→ Exercice proposé:
Recopiez mot pour mot, dans l'extrait choisi ci-dessous, le passage allant de « Madame Dupin avait » jusqu'à « bouts de chandelles. » compris.

→ Extrait choisi:
Madame Dupin avait mis au monde à Madrid un enfant chétif et aveugle; puis il fallut abandonner le palais du prince de la Paix. L'armée française était obligée de battre en retraite. Nos troupes, déguenillées et rongées par la gale, se repliaient sur les Pyrénées, tandis que Murat allait occuper le trône de Naples. On traversait des villages incendiés, on suivait des routes encombrées de cadavres. On avait soif, et dans l'eau des fossés on trouvait des caillots de sang. On avait faim, et l'on manquait de vivres. Un soir, dans un campement français, Aurore partagea la gamelle du soldat, un bouillon très gras où le pain se mêlait à quelques mèches noircies: c'était une soupe faite avec des bouts de chandelles.

→ Éléments répertoriés dans un jeu de données:
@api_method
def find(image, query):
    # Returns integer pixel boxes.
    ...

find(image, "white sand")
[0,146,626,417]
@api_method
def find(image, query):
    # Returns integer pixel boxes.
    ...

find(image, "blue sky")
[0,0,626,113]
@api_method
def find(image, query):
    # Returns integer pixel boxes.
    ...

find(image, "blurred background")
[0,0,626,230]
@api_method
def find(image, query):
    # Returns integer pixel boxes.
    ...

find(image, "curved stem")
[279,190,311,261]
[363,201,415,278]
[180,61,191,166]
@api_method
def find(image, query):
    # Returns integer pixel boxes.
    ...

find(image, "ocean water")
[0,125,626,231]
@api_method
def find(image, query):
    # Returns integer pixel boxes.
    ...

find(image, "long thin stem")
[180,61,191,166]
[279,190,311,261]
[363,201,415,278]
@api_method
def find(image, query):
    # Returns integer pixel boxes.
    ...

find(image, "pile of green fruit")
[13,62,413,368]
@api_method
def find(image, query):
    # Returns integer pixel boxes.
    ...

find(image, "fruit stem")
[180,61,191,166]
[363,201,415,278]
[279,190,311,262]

→ Réponse attendue:
Madame Dupin avait mis au monde à Madrid un enfant chétif et aveugle; puis il fallut abandonner le palais du prince de la Paix. L'armée française était obligée de battre en retraite. Nos troupes, déguenillées et rongées par la gale, se repliaient sur les Pyrénées, tandis que Murat allait occuper le trône de Naples. On traversait des villages incendiés, on suivait des routes encombrées de cadavres. On avait soif, et dans l'eau des fossés on trouvait des caillots de sang. On avait faim, et l'on manquait de vivres. Un soir, dans un campement français, Aurore partagea la gamelle du soldat, un bouillon très gras où le pain se mêlait à quelques mèches noircies: c'était une soupe faite avec des bouts de chandelles.